Solcu bir ailenin çocuğu olarak 80’lerin ortasında liseye gitmek çok zordu. Bir önceki kuşağın bıçak gibi kesilen efsanevi öyküleriyle büyüyor ve bir türlü kendi hikayelerimizi yazamamanın kırıklığını yaşıyorduk. Küllenmeye yüz tutmuş bir ateşi canlandırmak için bizlerden medet umanlar çoktu. Onların bize verdikleri kitap, dergi veya yazılardan hiçbirisi, Ahmet Kaya kadar etkili olamadı. Ahmet Kaya’nın sesinde kendimizi bulduk. Daha farklı, anlamlı bir gençliğin mümkün olabileceğini sezdik.

Yıl 1989. Boğaziçi Üniversitesi Orta Kantin’inde bir an önce solculara karışmak için sabırsız bekleşirken, bir gurup öğrenci içeri girdi. Bunlardan birisi sanki benimle konuşuyordu. Bizleri, “Paylaşma bu yalnızlığı düşlerinin hızıyla!” diyerek eyleme çağırıyordu. Zülfü Livaneli’nin Genç Olmak şarkısından alınan bu çağrı kadar etkili bir başka cümle hatırlamıyorum. İzleyen yıllarda duvara astığımız, “Sensiz bir kişi eksiğiz!” sloganının, başka arkadaşları yüreklerinden yakaladığına şahit olacaktım.

• [Satır örnekleri]
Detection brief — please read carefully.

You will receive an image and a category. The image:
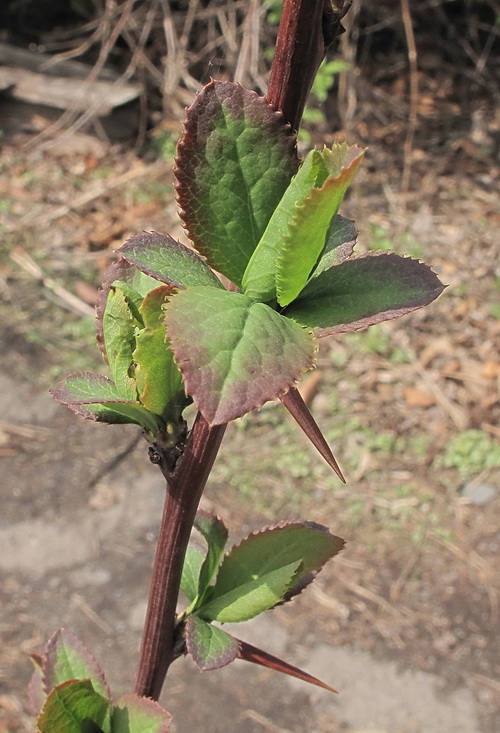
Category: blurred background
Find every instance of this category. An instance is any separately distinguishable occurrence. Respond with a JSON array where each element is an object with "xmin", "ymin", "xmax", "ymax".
[{"xmin": 0, "ymin": 0, "xmax": 500, "ymax": 733}]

• [Görev listesi]
**A)** Alıntı metinde "Yıl 1989." sözleriyle başlayan paragrafı ana bilgilerini koruyarak daha kısa biçimde yeniden yazın.
**B)** Alıntı metne göre "Paylaşma bu yalnızlığı düşlerinin hızıyla!" çağrısı hangi şarkıdan alınmıştır?

• [Yanıtlar]
**A)** 1989'da Boğaziçi Üniversitesi Orta Kantin'inde solculara katılmak için beklerken içeri bir grup öğrenci girdi. İçlerinden biri, Zülfü Livaneli'nin Genç Olmak şarkısından alınan "Paylaşma bu yalnızlığı düşlerinin hızıyla!" sözüyle eyleme çağırıyordu; anlatıcı bundan daha etkili bir cümle hatırlamıyor. Sonraki yıllarda duvara asılan "Sensiz bir kişi eksiğiz!" sloganının da başka arkadaşları yüreklerinden yakaladığına tanık olunacaktı.

**B)** Zülfü Livaneli'nin Genç Olmak şarkısından.